What the task asks:
Rewrite the items from the beginning through the line that contains "(1103, 309)", inclusive, replacing "brown" with "gray" and leaving everything else as it is.

Data supplied:
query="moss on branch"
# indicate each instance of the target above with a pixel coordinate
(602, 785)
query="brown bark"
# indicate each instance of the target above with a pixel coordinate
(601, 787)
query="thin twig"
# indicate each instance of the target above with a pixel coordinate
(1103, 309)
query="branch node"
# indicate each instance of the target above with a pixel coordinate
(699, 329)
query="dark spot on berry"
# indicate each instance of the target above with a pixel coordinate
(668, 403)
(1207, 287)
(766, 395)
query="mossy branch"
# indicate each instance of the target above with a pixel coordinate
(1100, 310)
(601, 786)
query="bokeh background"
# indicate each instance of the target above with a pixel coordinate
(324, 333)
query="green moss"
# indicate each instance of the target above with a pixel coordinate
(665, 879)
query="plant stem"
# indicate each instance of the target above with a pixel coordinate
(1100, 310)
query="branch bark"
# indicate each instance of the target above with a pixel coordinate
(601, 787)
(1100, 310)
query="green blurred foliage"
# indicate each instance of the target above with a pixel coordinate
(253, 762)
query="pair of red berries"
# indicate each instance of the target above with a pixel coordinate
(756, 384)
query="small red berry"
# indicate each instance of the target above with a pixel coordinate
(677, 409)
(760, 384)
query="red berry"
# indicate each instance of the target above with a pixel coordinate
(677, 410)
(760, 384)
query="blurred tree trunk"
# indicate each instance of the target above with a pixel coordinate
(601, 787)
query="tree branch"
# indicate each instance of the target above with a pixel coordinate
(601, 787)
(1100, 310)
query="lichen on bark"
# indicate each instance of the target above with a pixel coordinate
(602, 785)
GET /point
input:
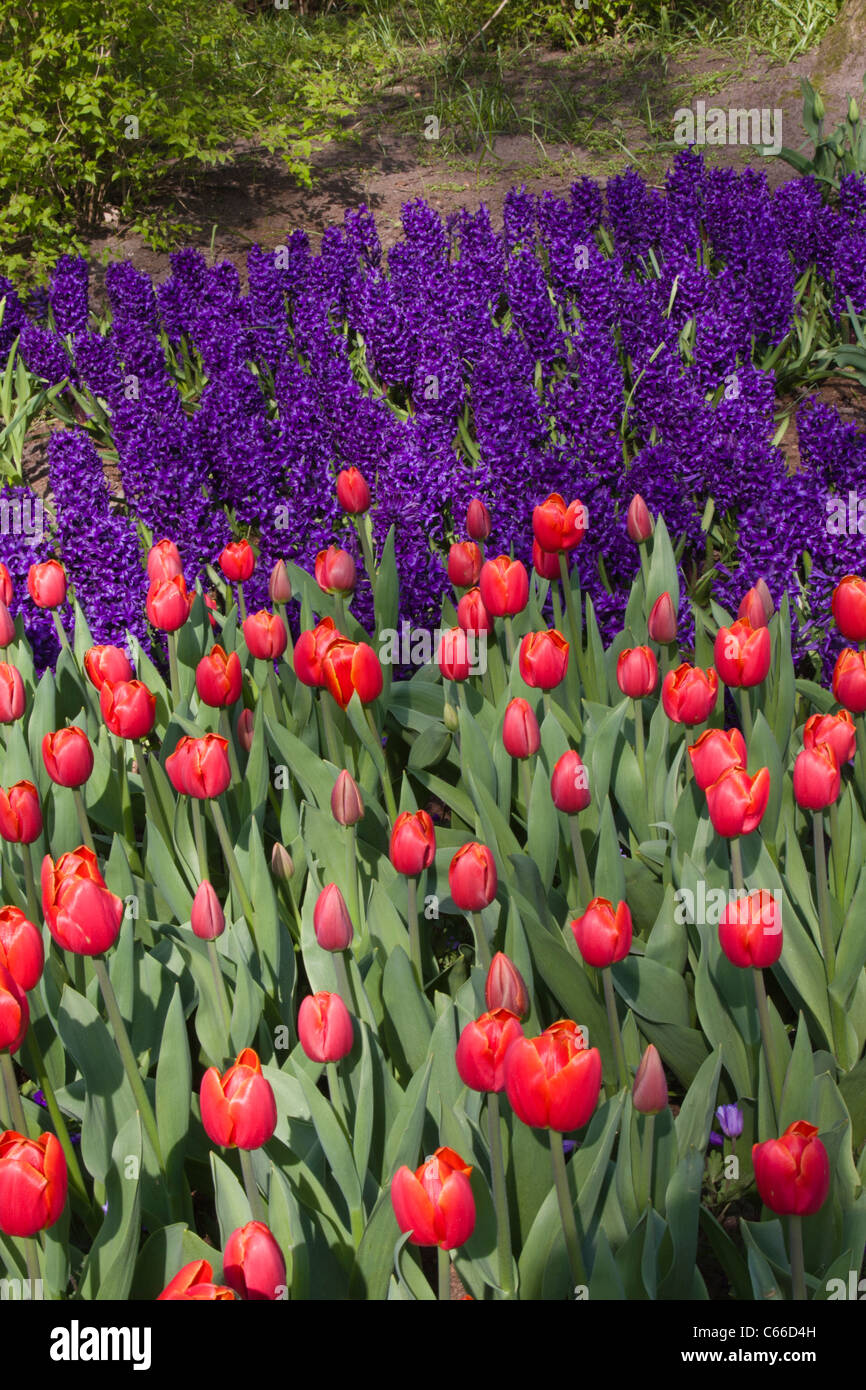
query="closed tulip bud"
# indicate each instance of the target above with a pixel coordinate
(81, 912)
(637, 672)
(11, 694)
(206, 918)
(505, 987)
(742, 653)
(793, 1172)
(324, 1027)
(638, 521)
(649, 1090)
(483, 1047)
(331, 920)
(413, 843)
(67, 756)
(570, 784)
(544, 659)
(737, 801)
(505, 587)
(335, 570)
(46, 584)
(715, 752)
(280, 585)
(163, 562)
(662, 623)
(352, 491)
(107, 663)
(346, 801)
(238, 562)
(14, 1012)
(471, 877)
(238, 1109)
(168, 603)
(749, 930)
(266, 635)
(21, 948)
(477, 520)
(20, 813)
(602, 934)
(435, 1203)
(520, 733)
(32, 1183)
(688, 694)
(253, 1264)
(553, 1080)
(464, 563)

Answer to this exercise:
query="moss on branch"
# indicate each instance of the target above with a pixel coordinate
(602, 785)
query="gray bark"
# indicate each instance of the target above with a pixel coordinate
(601, 787)
query="thin twig"
# indicate each instance of the target above with a pixel coordinate
(1103, 309)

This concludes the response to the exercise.